Transcribe the records below from the first line to the line that includes "Check that each instance of the lab equipment", inclusive, and omit the pictures.

Records shown

^^^^

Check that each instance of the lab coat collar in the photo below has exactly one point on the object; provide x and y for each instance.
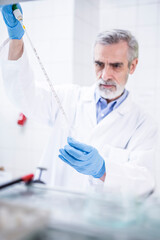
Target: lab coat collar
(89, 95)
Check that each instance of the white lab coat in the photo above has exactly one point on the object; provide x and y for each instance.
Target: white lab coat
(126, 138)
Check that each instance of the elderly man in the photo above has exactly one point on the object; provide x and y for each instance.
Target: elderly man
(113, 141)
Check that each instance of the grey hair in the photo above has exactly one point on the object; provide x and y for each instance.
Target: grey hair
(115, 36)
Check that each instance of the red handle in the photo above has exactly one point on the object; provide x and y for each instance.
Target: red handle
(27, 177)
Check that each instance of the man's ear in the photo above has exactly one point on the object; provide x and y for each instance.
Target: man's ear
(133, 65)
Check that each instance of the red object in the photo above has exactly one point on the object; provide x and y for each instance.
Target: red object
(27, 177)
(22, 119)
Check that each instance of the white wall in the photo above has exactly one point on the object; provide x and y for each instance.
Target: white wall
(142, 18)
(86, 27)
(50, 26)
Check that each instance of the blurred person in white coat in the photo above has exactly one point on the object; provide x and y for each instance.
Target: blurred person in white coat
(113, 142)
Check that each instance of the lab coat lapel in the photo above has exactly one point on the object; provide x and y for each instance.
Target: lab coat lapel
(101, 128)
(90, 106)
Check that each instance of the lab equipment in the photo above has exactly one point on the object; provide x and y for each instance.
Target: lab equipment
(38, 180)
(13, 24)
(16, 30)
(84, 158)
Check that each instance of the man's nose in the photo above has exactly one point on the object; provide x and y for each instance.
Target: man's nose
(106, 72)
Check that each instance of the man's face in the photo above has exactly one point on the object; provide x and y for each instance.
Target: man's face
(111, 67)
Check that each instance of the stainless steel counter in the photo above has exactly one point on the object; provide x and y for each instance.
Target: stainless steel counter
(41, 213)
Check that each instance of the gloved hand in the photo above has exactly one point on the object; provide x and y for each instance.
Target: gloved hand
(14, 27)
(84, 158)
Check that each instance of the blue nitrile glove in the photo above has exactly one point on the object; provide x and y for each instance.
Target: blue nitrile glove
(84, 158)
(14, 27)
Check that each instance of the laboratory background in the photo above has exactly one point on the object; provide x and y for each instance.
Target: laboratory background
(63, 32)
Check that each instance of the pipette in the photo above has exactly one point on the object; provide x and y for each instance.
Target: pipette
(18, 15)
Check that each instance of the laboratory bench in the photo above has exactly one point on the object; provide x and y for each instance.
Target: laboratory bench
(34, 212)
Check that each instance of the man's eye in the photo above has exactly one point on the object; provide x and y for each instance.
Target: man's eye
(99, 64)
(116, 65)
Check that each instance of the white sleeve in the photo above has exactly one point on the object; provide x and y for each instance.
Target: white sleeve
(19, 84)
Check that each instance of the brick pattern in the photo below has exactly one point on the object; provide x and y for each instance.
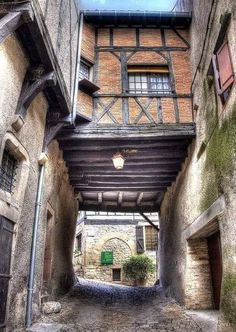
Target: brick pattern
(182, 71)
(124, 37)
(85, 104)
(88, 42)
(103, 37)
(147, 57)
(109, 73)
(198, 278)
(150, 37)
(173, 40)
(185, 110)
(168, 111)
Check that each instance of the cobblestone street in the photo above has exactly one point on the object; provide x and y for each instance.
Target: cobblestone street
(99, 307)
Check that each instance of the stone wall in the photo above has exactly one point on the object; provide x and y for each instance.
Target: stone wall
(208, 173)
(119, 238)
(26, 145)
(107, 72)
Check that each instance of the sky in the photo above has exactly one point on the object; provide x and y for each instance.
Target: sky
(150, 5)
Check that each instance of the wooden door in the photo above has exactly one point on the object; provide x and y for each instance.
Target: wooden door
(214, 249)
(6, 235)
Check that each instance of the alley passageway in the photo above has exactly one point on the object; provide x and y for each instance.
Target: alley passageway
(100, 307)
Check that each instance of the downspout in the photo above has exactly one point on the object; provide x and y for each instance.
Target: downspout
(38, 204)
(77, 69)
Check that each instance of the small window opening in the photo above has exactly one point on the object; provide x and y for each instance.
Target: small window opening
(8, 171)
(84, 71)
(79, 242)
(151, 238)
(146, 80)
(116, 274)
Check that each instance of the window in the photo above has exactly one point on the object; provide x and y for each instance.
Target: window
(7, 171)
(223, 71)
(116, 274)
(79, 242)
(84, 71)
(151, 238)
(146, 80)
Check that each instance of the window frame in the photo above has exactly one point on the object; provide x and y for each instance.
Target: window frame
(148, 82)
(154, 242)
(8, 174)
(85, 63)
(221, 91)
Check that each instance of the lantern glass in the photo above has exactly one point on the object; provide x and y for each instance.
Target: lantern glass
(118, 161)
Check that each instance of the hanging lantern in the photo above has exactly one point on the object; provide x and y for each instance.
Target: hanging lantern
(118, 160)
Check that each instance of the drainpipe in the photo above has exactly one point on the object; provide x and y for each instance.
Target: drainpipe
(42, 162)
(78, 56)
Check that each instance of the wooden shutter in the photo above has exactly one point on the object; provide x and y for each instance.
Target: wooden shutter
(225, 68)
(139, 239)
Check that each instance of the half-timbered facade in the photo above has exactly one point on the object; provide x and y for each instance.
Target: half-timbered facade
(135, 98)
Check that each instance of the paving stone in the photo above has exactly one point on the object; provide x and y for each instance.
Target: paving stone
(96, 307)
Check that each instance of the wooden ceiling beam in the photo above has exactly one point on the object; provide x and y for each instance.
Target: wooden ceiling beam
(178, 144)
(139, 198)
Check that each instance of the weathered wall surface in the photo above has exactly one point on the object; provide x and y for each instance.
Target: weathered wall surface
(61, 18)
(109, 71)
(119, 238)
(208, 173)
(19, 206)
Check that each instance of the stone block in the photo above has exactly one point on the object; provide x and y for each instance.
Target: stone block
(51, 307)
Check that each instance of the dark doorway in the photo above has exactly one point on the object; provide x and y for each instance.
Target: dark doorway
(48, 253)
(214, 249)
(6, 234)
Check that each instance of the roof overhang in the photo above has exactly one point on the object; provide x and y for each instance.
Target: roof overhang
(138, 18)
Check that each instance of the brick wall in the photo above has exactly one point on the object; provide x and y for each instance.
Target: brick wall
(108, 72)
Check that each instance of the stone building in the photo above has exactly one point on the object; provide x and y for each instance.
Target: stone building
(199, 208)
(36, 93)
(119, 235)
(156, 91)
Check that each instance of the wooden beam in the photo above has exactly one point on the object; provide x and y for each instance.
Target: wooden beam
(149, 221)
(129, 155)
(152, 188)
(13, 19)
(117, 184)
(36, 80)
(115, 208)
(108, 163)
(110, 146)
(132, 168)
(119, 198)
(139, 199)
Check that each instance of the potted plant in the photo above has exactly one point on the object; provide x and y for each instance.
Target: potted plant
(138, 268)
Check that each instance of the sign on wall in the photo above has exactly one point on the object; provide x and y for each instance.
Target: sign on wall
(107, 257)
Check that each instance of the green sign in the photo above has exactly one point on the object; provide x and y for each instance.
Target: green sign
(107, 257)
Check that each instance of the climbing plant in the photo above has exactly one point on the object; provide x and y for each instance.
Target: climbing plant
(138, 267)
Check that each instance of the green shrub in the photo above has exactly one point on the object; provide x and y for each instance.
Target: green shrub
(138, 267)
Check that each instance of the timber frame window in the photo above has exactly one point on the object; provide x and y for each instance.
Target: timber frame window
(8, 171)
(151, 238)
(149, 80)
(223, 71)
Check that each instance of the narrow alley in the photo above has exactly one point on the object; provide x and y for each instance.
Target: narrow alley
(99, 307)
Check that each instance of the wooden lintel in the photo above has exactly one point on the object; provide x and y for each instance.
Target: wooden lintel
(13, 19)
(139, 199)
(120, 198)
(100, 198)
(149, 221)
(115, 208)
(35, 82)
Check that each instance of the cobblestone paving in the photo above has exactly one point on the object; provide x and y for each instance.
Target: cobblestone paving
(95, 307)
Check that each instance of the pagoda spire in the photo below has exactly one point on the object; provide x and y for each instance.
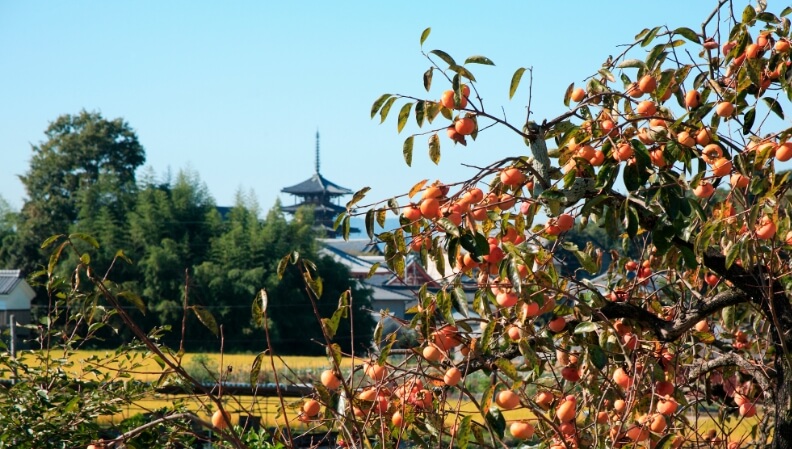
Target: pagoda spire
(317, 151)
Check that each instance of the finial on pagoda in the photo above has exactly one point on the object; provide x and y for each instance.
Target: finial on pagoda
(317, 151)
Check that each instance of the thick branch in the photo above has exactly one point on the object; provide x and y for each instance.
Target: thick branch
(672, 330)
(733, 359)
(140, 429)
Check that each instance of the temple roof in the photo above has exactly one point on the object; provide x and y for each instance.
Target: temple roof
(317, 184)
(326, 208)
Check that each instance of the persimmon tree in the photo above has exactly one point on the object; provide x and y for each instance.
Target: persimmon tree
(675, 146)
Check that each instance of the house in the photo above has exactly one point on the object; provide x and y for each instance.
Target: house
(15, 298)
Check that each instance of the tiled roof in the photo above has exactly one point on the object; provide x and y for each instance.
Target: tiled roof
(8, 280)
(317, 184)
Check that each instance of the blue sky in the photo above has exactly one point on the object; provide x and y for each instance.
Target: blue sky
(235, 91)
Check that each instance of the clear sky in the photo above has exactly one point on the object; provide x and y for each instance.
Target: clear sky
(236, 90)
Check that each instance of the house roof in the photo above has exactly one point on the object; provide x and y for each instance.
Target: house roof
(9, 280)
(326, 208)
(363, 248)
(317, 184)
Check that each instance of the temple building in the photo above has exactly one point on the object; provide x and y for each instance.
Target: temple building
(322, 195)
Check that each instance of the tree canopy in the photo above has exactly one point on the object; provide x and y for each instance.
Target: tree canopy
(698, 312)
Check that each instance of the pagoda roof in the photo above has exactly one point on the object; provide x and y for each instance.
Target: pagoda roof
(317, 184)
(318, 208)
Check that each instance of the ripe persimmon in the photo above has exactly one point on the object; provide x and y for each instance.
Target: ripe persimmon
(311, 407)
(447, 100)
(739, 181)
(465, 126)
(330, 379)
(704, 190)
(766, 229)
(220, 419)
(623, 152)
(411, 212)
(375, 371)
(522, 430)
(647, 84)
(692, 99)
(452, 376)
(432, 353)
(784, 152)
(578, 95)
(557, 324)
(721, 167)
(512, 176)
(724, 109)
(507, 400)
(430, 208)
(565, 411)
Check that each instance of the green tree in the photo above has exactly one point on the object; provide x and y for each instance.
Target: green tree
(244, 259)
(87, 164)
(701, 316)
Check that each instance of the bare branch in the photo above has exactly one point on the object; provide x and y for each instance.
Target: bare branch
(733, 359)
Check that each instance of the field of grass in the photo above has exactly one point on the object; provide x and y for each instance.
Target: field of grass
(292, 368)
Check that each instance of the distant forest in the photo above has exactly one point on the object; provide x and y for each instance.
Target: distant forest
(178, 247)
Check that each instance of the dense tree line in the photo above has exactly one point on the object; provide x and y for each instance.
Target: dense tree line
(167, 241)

^^^^

Answer box
Check that each instance of the lab coat collar in the photo below has exactly one point on the object; provide x and y for each instance.
Target: lab coat collar
(89, 95)
Check that each instance of the white lab coat in the photo above has exactly one point on the object; provide x and y for each instance.
Target: white lab coat
(126, 138)
Check that each instance of the elderly man in the photo above has exactly one point on the object; provide x and y for each instance.
Target: elderly man
(113, 141)
Check that each instance of the grey hair in the photo above has exactly one point on the object; provide x and y for each instance.
Target: grey hair
(115, 36)
Check that each instance of the red handle in the photo above has exactly one point on the object; provide x and y for each instance.
Target: red handle
(27, 177)
Check that each instance of the man's ear in the photo above has exactly one point on the object; provide x and y for each instance.
Target: man's ear
(133, 65)
Check that each instance of the red object in the photo above has exactly one point on the object; provide x and y for each instance.
Target: red object
(27, 177)
(22, 119)
Check that each instance of the white wall in the photo above has exactly one point on the object; provide x and y for each instance.
Target: white wall
(142, 18)
(86, 27)
(50, 26)
Check that each instance of the blurred person in white coat in the photo above has exactly one point on the object; provide x and y for each instance.
Target: blurred person in white coat
(113, 142)
Check that each instance of the lab coat lapel in the photo above has exactly one point on the object; provide x and y for each instance.
Target: lab coat lapel
(101, 128)
(90, 106)
Check that each instance of the lab equipment in the photo above has exactly one point on the object; provide x and y for each instance.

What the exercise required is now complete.